**THE TASK:** Locate the line that contains "Point out every instance of the reflection", then copy it and all later lines of the data below exactly, through the last one.

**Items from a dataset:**
======

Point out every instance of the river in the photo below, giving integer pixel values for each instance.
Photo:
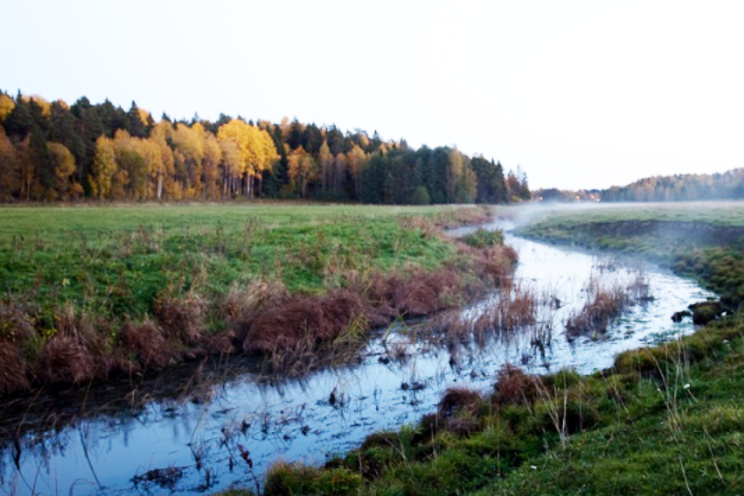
(196, 438)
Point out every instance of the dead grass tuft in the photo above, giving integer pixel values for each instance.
(147, 343)
(16, 325)
(243, 304)
(64, 360)
(604, 305)
(303, 320)
(513, 386)
(458, 399)
(182, 318)
(12, 369)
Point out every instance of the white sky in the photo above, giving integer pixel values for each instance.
(580, 94)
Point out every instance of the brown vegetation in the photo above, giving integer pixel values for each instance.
(293, 331)
(604, 305)
(12, 369)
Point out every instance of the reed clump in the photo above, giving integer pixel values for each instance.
(147, 288)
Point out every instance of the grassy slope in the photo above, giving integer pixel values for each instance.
(85, 272)
(664, 420)
(115, 260)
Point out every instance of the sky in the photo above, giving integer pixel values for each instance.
(579, 94)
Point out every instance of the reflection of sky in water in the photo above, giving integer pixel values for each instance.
(295, 421)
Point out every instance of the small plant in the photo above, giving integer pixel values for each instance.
(484, 239)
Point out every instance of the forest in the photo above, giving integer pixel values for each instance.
(52, 151)
(680, 187)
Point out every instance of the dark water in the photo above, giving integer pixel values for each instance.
(105, 442)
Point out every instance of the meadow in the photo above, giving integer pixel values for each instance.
(87, 291)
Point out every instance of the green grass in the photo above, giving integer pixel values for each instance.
(663, 420)
(116, 260)
(92, 290)
(668, 425)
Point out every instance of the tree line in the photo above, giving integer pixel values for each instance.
(680, 187)
(52, 151)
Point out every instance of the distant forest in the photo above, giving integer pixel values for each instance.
(57, 152)
(680, 187)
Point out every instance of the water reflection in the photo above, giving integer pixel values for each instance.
(229, 422)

======

**EXERCISE RESPONSE:**
Point out every instance of the reflection of sky in water in the photo above, giving integer pixel values for each instance.
(295, 421)
Point out every instance of the small plant in the photo above, giving integer pixel values for each instance.
(484, 239)
Point out every instance of the forest in the photo above, giving integer pixel values for each instance.
(52, 151)
(680, 187)
Point out every instance of the dark water in the photo above, giving integer pixel values for each instance.
(105, 442)
Point out every instance of the meadow in the photo above, giving integer pixel values for each instance.
(87, 291)
Point out every instance of the green grass in the photo above, giving integer pixel values for each instance.
(663, 420)
(116, 260)
(92, 290)
(668, 425)
Point out every instance of the tree line in the photo above, giving integer pixel values for each instance.
(680, 187)
(52, 151)
Point out every instance of the distant forest in the photo above, giving integer pixel values for each instance.
(57, 152)
(680, 187)
Point out every instance of the water reflection in the photo above, giving integer pixel values for each instance.
(229, 422)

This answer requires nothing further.